INPUT MATERIAL:

□ □ □ □

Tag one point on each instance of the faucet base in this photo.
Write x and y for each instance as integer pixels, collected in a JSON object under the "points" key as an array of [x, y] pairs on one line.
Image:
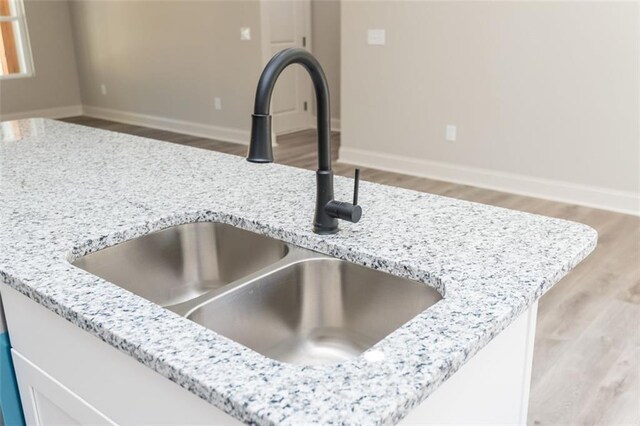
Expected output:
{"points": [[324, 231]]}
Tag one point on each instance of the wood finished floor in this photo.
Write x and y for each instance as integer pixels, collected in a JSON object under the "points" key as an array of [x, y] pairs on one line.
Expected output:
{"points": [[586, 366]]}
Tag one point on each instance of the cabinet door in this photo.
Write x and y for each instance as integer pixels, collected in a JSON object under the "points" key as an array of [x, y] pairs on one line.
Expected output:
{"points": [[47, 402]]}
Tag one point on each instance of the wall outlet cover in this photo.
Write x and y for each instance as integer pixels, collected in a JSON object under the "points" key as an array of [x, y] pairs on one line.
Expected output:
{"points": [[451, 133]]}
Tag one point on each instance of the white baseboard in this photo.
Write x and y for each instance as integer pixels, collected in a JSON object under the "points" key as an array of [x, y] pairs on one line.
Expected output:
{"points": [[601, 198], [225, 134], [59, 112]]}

□ □ □ □

EXERCISE AIM:
Please convert every line of the rows above into a Markdown table with the columns "No." and "Line", numbering the lines in order and skipping blank ones. Leave the pictures out of the table.

FINAL RESULT:
| No. | Line |
|---|---|
| 1 | Tag one point on each instance of the faucet base in this photo. |
| 2 | Write x and y for each instance as integer pixels, collected in a JSON object under the "points" key as an array of [x, y] pairs on one line. |
| 3 | Image: |
| 4 | Expected output: |
| 5 | {"points": [[324, 231]]} |
| 6 | Tag one point on each instance of the wood finished floor in this photo. |
| 7 | Write x and y for each instance as integer pixels, collected in a JSON object under the "points" key as an array of [x, y] pairs on one line. |
| 8 | Expected output: |
| 9 | {"points": [[586, 366]]} |
| 10 | Tag one point on each instance of the cabinet door in this photo. |
| 11 | Write x and y for each instance as integer pixels, collected in a JSON object under the "points" key as an array of [x, y] pairs on one line. |
| 12 | Expected output: |
| 13 | {"points": [[47, 402]]} |
| 14 | Tag one point on each instance of the wall outlet cover in this photo. |
| 15 | Write x and y for each instance as integer pixels, collected in a JSON object under the "points" key as an array of [x, y] pairs on one line. |
| 16 | Expected output: |
| 17 | {"points": [[451, 133]]} |
| 18 | Tag one point on each instance of the white baseboard in this photo. |
| 19 | Write x and y for each instance as integer pixels, collected in a JSON object under the "points" key as an array of [x, y] pairs on one line. |
| 20 | Expected output: |
| 21 | {"points": [[601, 198], [225, 134], [59, 112]]} |